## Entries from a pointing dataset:
++++
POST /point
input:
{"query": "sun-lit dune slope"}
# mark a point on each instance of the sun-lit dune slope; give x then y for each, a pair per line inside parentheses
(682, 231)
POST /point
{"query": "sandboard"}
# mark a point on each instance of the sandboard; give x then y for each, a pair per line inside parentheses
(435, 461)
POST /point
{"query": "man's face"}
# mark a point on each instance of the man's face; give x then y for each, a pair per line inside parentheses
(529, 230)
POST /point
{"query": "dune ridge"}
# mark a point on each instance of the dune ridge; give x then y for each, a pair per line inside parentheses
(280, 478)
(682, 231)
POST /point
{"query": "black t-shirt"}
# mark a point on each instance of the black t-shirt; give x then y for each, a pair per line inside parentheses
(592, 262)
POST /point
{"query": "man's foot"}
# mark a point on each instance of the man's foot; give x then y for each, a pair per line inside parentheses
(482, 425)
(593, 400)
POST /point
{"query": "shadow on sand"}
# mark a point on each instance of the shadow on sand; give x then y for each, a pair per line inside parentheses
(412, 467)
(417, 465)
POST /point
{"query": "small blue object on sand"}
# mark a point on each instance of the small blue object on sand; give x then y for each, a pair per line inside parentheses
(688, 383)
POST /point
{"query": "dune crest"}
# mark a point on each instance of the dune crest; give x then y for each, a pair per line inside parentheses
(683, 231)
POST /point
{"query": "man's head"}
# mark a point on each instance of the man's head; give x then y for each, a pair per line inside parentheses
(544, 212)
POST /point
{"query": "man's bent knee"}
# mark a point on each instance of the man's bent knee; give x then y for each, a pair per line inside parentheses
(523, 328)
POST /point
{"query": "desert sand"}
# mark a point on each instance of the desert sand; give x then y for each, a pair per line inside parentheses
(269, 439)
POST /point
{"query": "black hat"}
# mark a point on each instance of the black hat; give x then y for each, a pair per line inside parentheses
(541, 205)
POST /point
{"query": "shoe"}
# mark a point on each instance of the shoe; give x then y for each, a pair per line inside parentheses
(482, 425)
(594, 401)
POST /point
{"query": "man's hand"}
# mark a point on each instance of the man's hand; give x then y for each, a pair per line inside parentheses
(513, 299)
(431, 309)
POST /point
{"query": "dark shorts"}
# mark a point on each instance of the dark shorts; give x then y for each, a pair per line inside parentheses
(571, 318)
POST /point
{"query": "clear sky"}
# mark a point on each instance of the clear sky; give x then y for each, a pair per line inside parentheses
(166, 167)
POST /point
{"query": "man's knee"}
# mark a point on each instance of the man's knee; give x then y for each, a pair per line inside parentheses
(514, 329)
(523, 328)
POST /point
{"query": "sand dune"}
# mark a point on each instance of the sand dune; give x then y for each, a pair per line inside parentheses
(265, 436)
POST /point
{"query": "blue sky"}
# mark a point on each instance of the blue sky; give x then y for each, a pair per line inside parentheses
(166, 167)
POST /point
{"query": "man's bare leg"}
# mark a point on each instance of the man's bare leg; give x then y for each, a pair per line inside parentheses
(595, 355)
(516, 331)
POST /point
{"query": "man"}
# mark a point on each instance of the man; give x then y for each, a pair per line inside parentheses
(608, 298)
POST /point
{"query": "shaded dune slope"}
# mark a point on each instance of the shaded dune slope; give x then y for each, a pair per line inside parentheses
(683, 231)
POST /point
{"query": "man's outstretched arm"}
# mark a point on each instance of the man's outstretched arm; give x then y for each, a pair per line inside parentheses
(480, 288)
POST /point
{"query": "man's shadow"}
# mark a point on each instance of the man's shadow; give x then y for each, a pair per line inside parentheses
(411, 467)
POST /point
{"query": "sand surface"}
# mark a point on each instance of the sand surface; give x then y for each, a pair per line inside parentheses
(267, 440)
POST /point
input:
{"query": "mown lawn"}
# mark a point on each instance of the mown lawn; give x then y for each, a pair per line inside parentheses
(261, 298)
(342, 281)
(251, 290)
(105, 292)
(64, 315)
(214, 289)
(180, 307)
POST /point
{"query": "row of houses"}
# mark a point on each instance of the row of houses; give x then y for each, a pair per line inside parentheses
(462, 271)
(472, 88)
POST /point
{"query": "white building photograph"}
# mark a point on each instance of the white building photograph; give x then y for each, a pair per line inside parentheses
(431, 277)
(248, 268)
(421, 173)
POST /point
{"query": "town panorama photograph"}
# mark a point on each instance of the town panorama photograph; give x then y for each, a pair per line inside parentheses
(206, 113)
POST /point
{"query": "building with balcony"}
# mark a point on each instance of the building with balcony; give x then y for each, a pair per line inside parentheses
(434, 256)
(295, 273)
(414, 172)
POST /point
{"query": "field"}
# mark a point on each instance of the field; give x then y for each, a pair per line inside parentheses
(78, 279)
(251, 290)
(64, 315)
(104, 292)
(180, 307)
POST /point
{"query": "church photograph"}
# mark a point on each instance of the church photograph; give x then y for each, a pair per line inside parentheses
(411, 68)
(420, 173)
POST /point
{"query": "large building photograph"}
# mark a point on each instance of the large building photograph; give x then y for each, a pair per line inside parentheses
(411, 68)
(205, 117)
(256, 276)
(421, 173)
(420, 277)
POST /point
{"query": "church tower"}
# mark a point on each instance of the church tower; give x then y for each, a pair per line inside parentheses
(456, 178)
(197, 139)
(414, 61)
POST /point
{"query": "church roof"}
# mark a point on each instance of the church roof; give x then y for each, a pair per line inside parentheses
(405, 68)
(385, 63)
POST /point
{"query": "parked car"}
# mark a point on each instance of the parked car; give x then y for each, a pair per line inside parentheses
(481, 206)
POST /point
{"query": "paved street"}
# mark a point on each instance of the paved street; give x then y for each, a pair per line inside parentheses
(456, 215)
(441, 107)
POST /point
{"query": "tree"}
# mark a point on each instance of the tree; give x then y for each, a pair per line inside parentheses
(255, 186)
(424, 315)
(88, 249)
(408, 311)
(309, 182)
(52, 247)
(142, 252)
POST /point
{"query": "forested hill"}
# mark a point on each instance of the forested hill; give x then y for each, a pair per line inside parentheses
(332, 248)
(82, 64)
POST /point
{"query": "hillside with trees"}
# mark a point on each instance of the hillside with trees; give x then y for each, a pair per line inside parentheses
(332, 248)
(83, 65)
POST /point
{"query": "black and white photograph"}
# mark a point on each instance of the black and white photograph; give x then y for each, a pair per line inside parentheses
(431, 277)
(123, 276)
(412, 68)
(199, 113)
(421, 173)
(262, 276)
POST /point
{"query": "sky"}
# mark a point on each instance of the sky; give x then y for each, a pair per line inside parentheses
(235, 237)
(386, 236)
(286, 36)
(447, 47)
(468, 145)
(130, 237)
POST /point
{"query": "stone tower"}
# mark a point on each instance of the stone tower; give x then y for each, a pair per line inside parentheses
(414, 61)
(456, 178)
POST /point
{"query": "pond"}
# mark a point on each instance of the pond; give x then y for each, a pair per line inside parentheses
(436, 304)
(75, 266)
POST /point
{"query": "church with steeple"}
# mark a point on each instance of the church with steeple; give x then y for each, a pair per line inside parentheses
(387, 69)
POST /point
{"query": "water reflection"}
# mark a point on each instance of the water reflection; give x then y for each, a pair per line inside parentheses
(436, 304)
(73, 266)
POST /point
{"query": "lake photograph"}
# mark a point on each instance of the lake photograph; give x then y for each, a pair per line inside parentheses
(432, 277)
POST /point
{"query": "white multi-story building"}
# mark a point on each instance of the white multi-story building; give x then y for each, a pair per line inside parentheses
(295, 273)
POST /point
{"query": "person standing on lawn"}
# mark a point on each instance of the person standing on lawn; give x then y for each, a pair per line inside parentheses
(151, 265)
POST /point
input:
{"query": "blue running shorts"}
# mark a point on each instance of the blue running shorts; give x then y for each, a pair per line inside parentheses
++++
## Task directions:
Your task is to transcribe the material exactly.

## The output:
POST /point
input:
{"query": "sun-lit dune slope"}
# mark a point on each instance of the sun-lit dune slope; give x then y for each, a pair per line inside parentheses
(682, 231)
POST /point
{"query": "sandboard"}
# mark a point on each instance of the sandboard; give x then y for each, a pair per line inside parentheses
(435, 461)
POST /point
{"query": "man's face"}
# mark a point on each instance of the man's face; give x then y for each, a pair per line inside parentheses
(529, 230)
POST /point
{"query": "dune ridge"}
# mark a point on each instance of the dune ridge; give x then y for each, a pair per line inside parentheses
(280, 478)
(682, 231)
POST /point
{"query": "black t-shirt"}
# mark a point on each instance of the black t-shirt; give x then y for each, a pair per line inside parentheses
(592, 262)
POST /point
{"query": "man's foot"}
# mark a point on each instance of the man's foot; give x then y for each, a pair per line inside parentheses
(482, 425)
(593, 400)
POST /point
{"query": "shadow on sand"}
# mark a point on each instance of the shadow on sand; give x then y for each, a pair per line inside parentheses
(412, 467)
(417, 465)
POST /point
{"query": "small blue object on sand"}
# mark a point on each instance of the small blue object on sand; give x then y for each, a pair per line inside parentheses
(688, 383)
POST /point
{"query": "dune crest"}
# mark a point on each instance of the dune crest; give x then y for each, a pair per line inside parentheses
(683, 231)
POST /point
{"query": "man's head"}
# mark a point on each instance of the man's head; give x then y for each, a pair per line inside parentheses
(544, 212)
POST /point
{"query": "man's bent knee"}
# mark a point on each instance of the man's bent knee; give x then y for each, a pair per line inside parentheses
(523, 328)
POST /point
{"query": "desert sand"}
# mark a point on each instance of the desert sand; give x then y for each, a pair per line inside parentheses
(269, 439)
POST /point
{"query": "black hat"}
# mark a point on each instance of the black hat; give x then y for each, a pair per line inside parentheses
(541, 205)
POST /point
{"query": "shoe"}
# mark a point on each instance of the shoe; give x then y for each, a pair per line inside parentheses
(482, 425)
(594, 401)
POST /point
{"query": "man's hand"}
# mark a point on each instance of the man's hand; give x then y for each, a pair per line inside parentheses
(513, 299)
(431, 309)
POST /point
{"query": "dark shorts"}
# mark a point on each instance of the dark shorts; give x then y for each, a pair per line inside parentheses
(571, 318)
POST /point
{"query": "clear sky"}
# mark a point on each instance of the clear sky; give x then y for each, a pair per line inside parentheses
(166, 167)
POST /point
{"query": "man's knee"}
# mark a point on each instance of the man's knee; give x then y for each, a pair per line inside parentheses
(514, 329)
(523, 328)
POST /point
{"query": "sand dune"}
# mark a point on each instance of the sand dune; give x then y for each, a pair per line inside parentheses
(265, 436)
POST /point
{"query": "blue sky"}
# mark a point on each instance of the blue sky; give x then y for each, a pair per line inside parentheses
(166, 167)
POST /point
{"query": "man's bare leg"}
# mark a point on each instance of the man's bare leg; give x then y for each, a pair per line inside parentheses
(595, 355)
(516, 331)
POST /point
{"query": "man"}
# mark a point on each instance of the man; give x then y for each, a pair per line inside parentheses
(608, 298)
POST /point
{"query": "shaded dune slope"}
# mark a point on each instance of the shaded dune slope; give x then y for each, a pair per line inside parentheses
(683, 231)
POST /point
{"query": "man's outstretched arm"}
# mark a point on each instance of the man's outstretched arm; give x then y for each, a pair per line inside parentheses
(480, 288)
POST /point
{"query": "man's shadow"}
# mark a point on each instance of the man's shadow; give x then y for each, a pair per line inside parentheses
(411, 467)
POST /point
{"query": "sand surface"}
# mark a point on each instance of the sand surface; give x then y for each, a pair per line inside parentheses
(267, 440)
POST /point
input:
{"query": "mown lawn"}
# mark a point on each instance of the mown lawn; give x then y for each, a pair per line inside parentheses
(261, 298)
(342, 281)
(251, 290)
(105, 292)
(64, 315)
(214, 289)
(180, 307)
POST /point
{"query": "row of houses"}
# mark a point on each instance of the row of houses; give x then y for each, a pair per line inside parentheses
(462, 271)
(472, 88)
POST /point
{"query": "white building photograph"}
# mark a point on each instance of the white building photograph; give x then y for each, a pair per line inside parentheses
(431, 277)
(248, 268)
(421, 173)
POST /point
{"query": "town panorama photograph"}
# mark a point on each instance of the town panorama photograph; give x then y for each, a pair per line inside parentheses
(206, 113)
POST /point
{"query": "building with balcony"}
# mark a point on each instance of the building with balcony; give x then y for each, a pair per line inside parentheses
(434, 256)
(295, 273)
(414, 172)
POST /point
{"query": "field"}
# mark a point on each instance of the field; give x then y for each, a pair per line inside parentheses
(78, 279)
(251, 290)
(64, 315)
(104, 292)
(180, 307)
POST /point
{"query": "church photograph"}
# mark a point on each instance of the church photograph; give x then y for each, a pair per line inside parentheses
(411, 68)
(420, 173)
POST /point
{"query": "large building photograph"}
# mark a point on each instance of the large building photograph; give x then y for each, a pair per line inside parentheses
(411, 68)
(205, 117)
(256, 276)
(421, 173)
(420, 277)
POST /point
{"query": "church tower"}
# mark a point on each instance of the church tower; give x then y for each, a pair per line inside parentheses
(456, 178)
(197, 139)
(414, 61)
POST /point
{"query": "church roof"}
# mark a point on each instance of the church roof; give x then y for each, a pair per line inside parentheses
(405, 68)
(385, 63)
POST /point
{"query": "parked car"}
# mark a point on each instance of the parked car; give x then y for each, a pair per line inside parentheses
(481, 206)
POST /point
{"query": "paved street"}
# mark a point on each instance of the paved street; give x then y for each, a pair per line inside parentheses
(456, 215)
(441, 107)
POST /point
{"query": "tree"}
# mark a point on each instance of the tree; give x then y for each, a pair per line inside parentheses
(255, 186)
(424, 315)
(88, 249)
(408, 311)
(309, 182)
(52, 247)
(142, 252)
POST /point
{"query": "forested hill"}
# mark a point on each instance of the forested hill; give x then y for each, a pair per line inside parentheses
(332, 248)
(82, 64)
POST /point
{"query": "hillside with trees"}
# mark a point on each instance of the hillside with trees; give x then y for each, a pair per line inside parentheses
(332, 248)
(83, 65)
POST /point
{"query": "black and white photograph"}
# mark a point on each instance of the black and white photograph; give x then y for each, a pair per line inside parentheses
(431, 277)
(123, 276)
(412, 68)
(199, 113)
(421, 173)
(262, 276)
POST /point
{"query": "sky"}
# mark a point on each instance of the sky; give x then y for each, a pair per line inside parentheses
(235, 237)
(386, 236)
(286, 36)
(447, 47)
(468, 145)
(130, 237)
POST /point
{"query": "stone tower"}
# mark a point on each instance of the stone tower; give x then y for each, a pair per line inside parentheses
(414, 61)
(456, 178)
POST /point
{"query": "pond"}
# mark a point on each instance of the pond; give x then y for each, a pair per line inside parentheses
(436, 304)
(75, 266)
POST /point
{"query": "church with steeple"}
# mark a point on each instance of the church with steeple; give x then y for each, a pair per line inside parentheses
(387, 69)
POST /point
{"query": "water reflection"}
# mark a point on each instance of the water reflection; give x then y for each, a pair per line inside parentheses
(436, 304)
(73, 266)
POST /point
{"query": "lake photograph"}
# mark a point on each instance of the lake photograph; give x then y for each, a pair per line inside parentheses
(432, 277)
POST /point
{"query": "white multi-story building"}
# mark a point on each instance of the white multi-story building; give x then y for each, a pair per line inside parentheses
(295, 273)
POST /point
{"query": "person standing on lawn"}
# mark a point on each instance of the person standing on lawn; give x then y for each, a pair per line inside parentheses
(151, 265)
POST /point
input:
{"query": "blue running shorts"}
# mark a point on each instance of the blue running shorts; give x then y for each, a pair per line inside parentheses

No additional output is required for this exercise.